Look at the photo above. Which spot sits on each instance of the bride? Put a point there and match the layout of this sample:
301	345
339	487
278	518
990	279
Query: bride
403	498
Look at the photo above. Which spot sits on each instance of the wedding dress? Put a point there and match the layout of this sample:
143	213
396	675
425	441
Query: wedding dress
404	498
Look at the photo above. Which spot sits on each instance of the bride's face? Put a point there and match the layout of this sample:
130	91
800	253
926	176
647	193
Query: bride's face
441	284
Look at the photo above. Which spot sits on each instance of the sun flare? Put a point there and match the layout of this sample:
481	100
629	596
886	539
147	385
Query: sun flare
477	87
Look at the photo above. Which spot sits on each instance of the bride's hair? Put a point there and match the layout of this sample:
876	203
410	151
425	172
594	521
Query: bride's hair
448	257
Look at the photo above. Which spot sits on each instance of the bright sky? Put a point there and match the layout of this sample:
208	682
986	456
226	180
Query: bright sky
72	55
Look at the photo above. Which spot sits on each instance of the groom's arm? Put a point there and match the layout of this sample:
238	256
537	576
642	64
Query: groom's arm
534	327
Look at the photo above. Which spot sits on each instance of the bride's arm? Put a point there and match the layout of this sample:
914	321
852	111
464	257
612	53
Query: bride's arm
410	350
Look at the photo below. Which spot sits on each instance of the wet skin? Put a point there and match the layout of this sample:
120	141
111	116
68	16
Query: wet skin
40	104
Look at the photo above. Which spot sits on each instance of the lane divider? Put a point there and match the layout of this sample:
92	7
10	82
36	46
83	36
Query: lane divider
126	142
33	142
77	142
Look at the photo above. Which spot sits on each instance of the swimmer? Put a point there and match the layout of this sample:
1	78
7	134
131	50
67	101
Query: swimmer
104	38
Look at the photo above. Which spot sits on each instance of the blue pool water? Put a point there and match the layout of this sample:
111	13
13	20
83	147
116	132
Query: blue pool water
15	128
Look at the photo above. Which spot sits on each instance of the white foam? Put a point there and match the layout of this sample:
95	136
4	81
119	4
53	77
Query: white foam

◆ **About this task**
Whenever a line in the material contains the word "white", copy that line.

◆ **Task solution**
Look at the photo above. Which spot sits on each instance of the white foam? Put a point there and match the layout of this sample:
Query: white foam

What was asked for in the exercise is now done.